# START OF MATERIAL FOR THIS TASK
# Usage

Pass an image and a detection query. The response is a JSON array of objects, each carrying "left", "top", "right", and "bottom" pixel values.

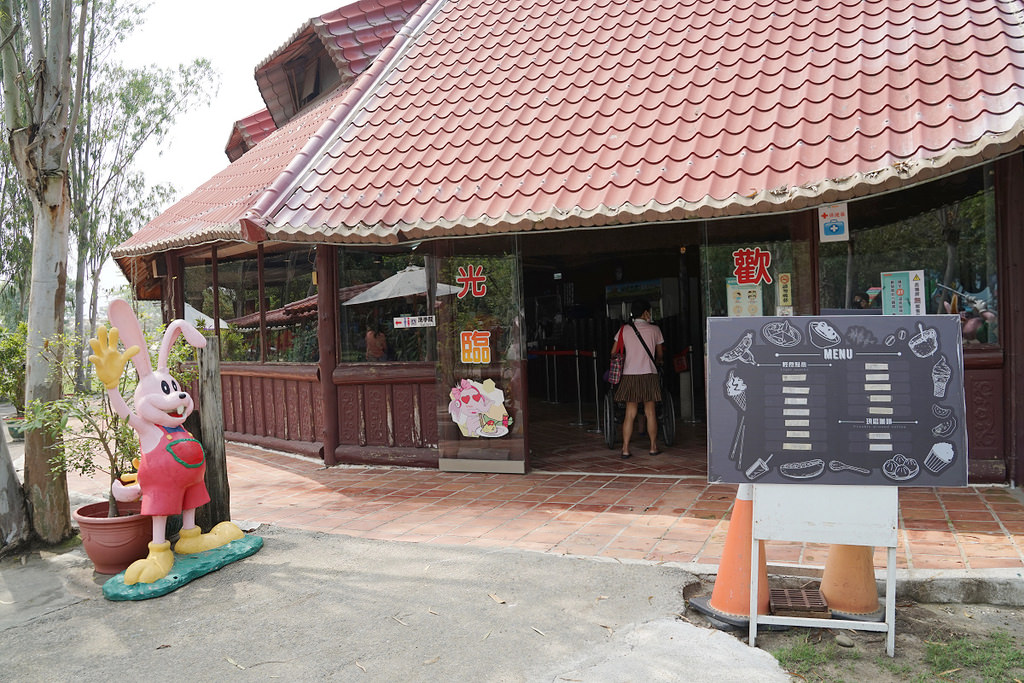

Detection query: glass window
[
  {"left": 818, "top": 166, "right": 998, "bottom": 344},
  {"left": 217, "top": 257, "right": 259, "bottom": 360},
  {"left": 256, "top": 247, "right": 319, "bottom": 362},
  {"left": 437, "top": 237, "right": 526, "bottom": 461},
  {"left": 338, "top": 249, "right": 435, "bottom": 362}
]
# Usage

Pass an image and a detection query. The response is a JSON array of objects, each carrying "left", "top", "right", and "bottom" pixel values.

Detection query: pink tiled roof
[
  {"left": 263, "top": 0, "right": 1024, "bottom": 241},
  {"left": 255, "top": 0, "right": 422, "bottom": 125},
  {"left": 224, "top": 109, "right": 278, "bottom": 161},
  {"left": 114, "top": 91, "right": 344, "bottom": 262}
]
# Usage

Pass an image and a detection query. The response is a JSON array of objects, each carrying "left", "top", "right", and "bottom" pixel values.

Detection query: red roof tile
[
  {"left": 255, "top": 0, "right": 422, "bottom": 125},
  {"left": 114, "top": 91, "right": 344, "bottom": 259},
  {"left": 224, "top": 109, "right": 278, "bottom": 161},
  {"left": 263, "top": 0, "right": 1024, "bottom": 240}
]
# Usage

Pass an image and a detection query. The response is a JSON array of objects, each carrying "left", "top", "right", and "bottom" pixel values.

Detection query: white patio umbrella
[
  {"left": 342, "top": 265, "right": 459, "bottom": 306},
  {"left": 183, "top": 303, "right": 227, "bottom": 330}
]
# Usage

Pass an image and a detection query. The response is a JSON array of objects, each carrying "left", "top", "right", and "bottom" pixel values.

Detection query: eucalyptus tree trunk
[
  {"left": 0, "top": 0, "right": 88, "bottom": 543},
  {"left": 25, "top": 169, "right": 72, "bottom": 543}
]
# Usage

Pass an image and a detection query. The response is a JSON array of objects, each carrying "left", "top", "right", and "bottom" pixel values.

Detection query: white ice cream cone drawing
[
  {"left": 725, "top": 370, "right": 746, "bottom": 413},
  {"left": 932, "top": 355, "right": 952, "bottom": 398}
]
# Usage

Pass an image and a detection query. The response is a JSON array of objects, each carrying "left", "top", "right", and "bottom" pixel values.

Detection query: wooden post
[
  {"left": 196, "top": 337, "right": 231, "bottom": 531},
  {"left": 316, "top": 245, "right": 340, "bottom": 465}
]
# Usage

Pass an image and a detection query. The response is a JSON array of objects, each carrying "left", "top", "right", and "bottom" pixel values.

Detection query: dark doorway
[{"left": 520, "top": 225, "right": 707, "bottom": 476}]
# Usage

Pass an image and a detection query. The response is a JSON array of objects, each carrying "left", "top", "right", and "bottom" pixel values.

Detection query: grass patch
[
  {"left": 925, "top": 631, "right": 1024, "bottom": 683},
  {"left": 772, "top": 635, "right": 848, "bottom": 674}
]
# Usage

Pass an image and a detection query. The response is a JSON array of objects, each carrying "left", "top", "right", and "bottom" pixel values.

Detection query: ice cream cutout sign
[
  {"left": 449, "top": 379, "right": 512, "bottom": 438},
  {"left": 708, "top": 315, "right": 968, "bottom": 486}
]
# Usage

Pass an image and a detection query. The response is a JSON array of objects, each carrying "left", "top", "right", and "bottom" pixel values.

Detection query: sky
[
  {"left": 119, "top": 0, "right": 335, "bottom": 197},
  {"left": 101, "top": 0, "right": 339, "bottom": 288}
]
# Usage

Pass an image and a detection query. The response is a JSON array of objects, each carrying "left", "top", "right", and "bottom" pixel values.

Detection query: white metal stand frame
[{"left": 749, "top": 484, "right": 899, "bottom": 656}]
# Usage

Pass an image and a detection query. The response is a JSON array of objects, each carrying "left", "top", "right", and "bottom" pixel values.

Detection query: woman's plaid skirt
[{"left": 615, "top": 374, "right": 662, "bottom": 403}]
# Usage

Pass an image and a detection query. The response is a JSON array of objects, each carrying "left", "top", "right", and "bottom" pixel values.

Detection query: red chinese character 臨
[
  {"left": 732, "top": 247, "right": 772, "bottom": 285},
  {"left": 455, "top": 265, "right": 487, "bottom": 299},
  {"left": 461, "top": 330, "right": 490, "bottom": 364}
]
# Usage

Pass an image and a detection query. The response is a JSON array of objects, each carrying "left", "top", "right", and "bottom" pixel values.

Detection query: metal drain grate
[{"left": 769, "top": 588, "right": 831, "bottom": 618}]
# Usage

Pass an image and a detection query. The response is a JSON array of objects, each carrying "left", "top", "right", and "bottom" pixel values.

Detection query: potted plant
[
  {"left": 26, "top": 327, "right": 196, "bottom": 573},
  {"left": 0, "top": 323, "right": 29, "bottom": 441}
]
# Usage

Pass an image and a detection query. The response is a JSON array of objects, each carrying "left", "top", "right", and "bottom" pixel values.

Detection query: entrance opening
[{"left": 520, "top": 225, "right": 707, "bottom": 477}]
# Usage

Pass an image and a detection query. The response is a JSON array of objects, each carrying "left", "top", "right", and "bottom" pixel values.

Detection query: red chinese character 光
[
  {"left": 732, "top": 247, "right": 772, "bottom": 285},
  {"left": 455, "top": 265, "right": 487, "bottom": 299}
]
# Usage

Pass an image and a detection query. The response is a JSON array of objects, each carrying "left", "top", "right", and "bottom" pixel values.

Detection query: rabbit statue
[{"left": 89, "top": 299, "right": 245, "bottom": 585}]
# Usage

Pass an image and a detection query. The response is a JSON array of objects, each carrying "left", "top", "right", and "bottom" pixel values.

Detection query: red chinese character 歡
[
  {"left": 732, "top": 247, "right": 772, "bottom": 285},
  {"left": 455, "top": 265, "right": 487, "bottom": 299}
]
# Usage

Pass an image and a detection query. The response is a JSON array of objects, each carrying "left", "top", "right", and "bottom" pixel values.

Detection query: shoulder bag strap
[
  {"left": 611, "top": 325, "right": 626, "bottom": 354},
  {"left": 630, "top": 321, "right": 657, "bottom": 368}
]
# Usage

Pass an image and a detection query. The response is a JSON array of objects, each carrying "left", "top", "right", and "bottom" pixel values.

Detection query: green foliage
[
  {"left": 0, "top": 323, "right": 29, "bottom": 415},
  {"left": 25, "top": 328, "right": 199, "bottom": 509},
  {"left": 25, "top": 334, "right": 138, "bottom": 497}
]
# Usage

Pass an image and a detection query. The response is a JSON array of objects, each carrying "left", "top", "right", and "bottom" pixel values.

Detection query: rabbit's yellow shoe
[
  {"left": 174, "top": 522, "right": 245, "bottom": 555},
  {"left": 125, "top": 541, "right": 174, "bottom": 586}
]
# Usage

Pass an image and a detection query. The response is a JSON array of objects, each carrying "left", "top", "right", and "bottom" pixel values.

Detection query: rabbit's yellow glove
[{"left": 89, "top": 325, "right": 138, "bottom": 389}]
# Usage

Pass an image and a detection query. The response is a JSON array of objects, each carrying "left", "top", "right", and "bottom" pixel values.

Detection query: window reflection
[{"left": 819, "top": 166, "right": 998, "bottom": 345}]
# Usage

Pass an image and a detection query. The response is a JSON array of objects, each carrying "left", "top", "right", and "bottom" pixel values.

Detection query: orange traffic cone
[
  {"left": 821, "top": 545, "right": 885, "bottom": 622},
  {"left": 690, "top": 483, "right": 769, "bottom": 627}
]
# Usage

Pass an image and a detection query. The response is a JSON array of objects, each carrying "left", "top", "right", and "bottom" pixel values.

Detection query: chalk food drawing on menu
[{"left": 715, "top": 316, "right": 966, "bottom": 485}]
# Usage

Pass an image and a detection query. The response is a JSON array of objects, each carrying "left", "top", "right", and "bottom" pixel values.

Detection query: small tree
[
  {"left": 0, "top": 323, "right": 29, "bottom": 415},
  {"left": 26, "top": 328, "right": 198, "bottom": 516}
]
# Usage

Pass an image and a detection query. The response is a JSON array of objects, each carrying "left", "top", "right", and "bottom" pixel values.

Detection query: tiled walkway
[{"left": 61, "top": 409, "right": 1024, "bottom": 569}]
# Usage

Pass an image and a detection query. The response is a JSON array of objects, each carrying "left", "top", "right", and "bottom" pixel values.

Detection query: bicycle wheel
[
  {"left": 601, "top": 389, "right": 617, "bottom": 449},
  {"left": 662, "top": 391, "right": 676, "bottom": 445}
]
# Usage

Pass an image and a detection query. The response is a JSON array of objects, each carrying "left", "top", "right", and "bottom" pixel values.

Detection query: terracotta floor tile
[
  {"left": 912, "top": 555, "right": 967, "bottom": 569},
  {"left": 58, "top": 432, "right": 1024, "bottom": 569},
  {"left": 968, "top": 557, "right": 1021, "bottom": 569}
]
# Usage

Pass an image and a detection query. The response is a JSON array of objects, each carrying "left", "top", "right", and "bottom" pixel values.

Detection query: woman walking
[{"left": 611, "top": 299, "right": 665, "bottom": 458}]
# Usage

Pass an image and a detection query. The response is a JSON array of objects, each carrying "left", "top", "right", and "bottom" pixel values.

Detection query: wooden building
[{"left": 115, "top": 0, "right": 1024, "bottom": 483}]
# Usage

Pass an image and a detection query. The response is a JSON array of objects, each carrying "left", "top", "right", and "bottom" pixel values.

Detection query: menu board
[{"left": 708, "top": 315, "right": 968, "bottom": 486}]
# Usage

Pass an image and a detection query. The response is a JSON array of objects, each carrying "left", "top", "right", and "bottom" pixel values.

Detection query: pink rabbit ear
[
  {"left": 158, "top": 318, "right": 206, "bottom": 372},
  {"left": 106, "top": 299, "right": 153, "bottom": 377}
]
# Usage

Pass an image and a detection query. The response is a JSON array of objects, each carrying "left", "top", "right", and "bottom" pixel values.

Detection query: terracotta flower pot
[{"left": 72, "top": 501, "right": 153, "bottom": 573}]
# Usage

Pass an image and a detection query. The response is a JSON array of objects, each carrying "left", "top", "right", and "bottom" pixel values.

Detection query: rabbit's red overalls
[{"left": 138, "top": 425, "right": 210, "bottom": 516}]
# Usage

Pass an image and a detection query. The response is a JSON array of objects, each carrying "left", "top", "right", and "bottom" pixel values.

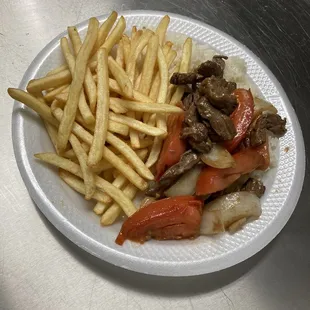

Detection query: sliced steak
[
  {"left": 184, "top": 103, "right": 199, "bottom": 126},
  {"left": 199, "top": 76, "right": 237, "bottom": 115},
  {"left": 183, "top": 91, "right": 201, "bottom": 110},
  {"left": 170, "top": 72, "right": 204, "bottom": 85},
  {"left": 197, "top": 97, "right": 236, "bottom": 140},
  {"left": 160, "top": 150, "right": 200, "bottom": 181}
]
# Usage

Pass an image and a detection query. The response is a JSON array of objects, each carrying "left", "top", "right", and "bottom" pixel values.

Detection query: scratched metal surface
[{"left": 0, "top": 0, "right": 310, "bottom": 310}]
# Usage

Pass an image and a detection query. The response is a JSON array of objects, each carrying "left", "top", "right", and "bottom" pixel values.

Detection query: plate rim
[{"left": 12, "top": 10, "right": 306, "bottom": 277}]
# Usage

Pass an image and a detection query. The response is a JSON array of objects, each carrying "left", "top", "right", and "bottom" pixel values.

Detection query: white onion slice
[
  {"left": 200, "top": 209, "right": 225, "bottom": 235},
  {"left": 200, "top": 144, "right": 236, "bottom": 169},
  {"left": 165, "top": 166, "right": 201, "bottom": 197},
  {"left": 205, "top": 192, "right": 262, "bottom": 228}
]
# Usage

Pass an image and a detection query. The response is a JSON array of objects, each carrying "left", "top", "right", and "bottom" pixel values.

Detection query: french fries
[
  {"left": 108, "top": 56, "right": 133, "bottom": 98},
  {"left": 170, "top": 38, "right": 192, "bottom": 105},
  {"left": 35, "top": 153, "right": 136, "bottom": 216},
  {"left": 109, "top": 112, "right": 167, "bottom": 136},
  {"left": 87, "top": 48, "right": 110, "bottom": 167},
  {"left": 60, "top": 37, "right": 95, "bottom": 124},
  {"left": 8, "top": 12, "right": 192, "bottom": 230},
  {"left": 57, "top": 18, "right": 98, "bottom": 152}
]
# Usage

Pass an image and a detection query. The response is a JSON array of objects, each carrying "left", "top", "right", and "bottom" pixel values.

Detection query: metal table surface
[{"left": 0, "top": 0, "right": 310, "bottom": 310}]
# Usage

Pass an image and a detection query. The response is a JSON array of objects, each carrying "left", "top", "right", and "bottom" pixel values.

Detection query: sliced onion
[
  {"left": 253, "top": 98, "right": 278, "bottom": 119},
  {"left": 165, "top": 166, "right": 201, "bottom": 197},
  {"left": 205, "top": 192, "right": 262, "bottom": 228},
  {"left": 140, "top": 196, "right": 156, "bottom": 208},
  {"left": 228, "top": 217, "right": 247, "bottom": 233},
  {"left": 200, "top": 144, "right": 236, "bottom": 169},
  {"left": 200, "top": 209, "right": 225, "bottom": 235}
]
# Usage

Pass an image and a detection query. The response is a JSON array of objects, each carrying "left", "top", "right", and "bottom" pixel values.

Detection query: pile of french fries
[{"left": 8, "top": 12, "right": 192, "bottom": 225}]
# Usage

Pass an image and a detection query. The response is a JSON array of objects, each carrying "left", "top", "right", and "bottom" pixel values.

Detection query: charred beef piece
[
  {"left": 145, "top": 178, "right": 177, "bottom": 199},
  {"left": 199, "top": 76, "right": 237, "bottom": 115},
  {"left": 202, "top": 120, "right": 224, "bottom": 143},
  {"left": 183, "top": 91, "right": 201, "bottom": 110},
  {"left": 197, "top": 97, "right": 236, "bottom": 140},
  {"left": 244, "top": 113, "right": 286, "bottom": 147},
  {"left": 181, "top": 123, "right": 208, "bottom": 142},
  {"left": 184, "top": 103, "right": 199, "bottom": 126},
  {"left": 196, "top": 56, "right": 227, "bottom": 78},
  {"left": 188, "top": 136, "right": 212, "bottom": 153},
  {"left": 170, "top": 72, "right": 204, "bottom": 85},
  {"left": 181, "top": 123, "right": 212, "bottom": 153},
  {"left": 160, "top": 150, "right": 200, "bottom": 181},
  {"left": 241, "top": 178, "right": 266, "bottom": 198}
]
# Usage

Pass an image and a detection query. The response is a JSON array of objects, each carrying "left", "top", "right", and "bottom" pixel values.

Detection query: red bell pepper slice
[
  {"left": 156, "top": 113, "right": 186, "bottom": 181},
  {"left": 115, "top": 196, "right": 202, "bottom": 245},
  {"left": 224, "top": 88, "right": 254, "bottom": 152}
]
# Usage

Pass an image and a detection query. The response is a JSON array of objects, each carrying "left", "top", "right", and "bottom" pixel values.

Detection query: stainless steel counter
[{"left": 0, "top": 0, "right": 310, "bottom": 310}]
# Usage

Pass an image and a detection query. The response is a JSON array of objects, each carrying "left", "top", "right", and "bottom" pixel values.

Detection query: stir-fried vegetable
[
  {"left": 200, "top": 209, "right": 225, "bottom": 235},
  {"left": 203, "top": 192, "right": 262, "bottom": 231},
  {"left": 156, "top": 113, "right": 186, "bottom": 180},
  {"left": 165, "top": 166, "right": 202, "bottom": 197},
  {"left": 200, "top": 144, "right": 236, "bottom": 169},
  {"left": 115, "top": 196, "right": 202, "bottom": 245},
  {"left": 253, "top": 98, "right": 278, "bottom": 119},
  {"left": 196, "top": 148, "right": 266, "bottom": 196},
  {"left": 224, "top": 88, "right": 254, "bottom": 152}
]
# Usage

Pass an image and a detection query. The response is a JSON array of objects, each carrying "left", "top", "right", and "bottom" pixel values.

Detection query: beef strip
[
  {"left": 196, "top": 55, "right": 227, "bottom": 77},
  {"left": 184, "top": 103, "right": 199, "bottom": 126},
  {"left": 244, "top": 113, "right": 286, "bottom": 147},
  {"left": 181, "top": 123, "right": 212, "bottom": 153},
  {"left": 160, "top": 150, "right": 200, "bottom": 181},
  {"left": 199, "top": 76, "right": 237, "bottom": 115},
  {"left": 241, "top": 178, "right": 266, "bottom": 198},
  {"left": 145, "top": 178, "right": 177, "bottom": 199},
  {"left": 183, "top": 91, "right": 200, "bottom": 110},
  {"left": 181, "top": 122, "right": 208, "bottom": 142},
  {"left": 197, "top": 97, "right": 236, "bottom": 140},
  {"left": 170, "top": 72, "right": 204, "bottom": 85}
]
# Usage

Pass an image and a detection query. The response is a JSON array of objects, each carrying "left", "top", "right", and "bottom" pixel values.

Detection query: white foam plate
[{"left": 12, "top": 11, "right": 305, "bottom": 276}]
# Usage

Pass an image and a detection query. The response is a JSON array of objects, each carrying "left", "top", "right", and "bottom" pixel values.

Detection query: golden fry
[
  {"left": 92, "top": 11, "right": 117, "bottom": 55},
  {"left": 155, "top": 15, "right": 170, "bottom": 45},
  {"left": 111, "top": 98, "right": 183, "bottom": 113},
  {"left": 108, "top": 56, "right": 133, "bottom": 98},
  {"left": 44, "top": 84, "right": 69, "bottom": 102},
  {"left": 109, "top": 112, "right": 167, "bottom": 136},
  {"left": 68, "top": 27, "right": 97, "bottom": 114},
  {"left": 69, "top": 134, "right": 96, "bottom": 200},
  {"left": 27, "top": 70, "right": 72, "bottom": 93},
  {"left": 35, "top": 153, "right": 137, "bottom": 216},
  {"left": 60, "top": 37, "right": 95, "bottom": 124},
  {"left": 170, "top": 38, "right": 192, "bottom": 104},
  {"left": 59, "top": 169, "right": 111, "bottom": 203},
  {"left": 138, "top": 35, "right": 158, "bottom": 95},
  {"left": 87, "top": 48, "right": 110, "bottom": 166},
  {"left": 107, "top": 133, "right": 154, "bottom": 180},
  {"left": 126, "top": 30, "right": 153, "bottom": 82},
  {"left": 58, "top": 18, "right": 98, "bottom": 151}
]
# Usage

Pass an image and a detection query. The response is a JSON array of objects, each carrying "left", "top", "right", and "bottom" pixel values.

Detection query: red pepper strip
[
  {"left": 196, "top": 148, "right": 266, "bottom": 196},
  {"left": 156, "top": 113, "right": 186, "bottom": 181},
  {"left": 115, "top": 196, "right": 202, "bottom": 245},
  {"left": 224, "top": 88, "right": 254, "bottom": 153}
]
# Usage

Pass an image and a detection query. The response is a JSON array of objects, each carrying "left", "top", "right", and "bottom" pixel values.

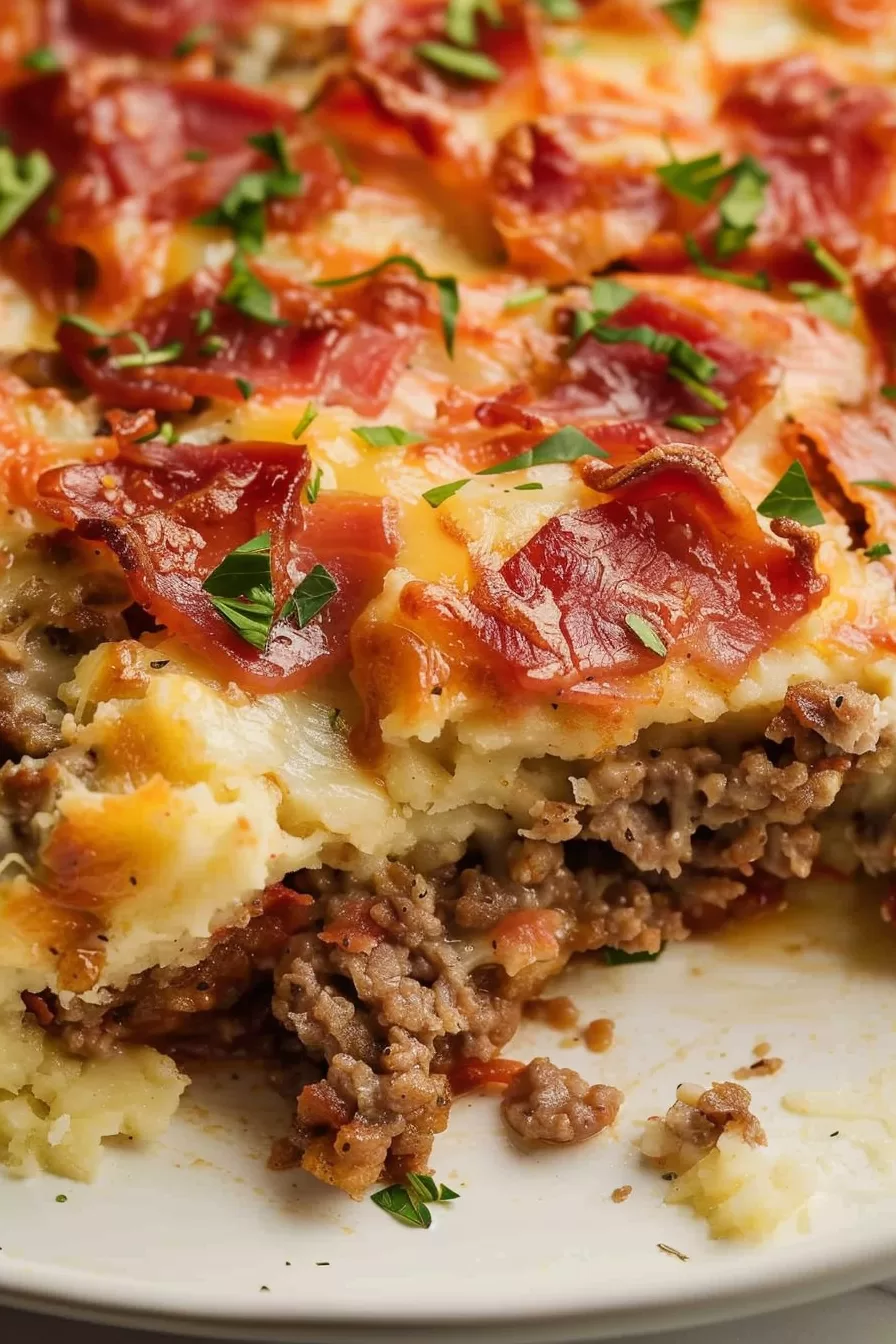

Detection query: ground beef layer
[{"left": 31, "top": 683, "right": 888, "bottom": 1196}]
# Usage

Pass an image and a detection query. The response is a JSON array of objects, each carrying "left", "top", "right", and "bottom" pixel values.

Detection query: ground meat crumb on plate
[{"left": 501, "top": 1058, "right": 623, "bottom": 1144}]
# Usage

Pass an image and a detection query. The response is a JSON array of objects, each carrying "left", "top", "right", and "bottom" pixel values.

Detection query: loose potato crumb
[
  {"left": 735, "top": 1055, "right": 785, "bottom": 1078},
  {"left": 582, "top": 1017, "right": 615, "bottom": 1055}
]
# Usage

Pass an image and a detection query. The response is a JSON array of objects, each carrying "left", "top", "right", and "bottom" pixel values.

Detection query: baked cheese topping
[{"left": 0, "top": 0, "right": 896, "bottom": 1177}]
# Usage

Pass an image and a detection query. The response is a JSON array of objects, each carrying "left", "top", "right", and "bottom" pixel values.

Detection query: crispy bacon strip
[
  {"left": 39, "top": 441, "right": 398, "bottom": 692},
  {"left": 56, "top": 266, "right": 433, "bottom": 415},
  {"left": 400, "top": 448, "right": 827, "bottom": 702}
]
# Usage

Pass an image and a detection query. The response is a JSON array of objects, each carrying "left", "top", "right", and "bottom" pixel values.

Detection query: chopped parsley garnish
# END OF MATERIAL FOR THIS TASK
=== TO DO ===
List every line in the records above that contains the word "rabbit", matching case exactly.

=== EXERCISE RESULT ===
Detection query: rabbit statue
Detection query: rabbit's yellow shoe
Detection query: rabbit's yellow glove
Detection query: pink rabbit ear
Detection query: rabbit's red overalls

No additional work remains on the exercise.